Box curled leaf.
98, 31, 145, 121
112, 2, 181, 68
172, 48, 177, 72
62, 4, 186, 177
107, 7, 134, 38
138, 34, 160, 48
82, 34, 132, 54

========================================================================

▶ _Problem to solve_
Lay out the listing above as a Markdown table with the columns "Row" and "Entry", numbering each line in order and omitting any blank lines.

▶ _Result of this exercise_
| Row | Entry |
|---|---|
| 1 | Box curled leaf. |
| 2 | 98, 31, 145, 121 |
| 3 | 112, 2, 181, 68 |
| 4 | 172, 48, 177, 72 |
| 5 | 62, 4, 186, 177 |
| 6 | 107, 7, 134, 38 |
| 7 | 138, 34, 160, 48 |
| 8 | 82, 34, 132, 54 |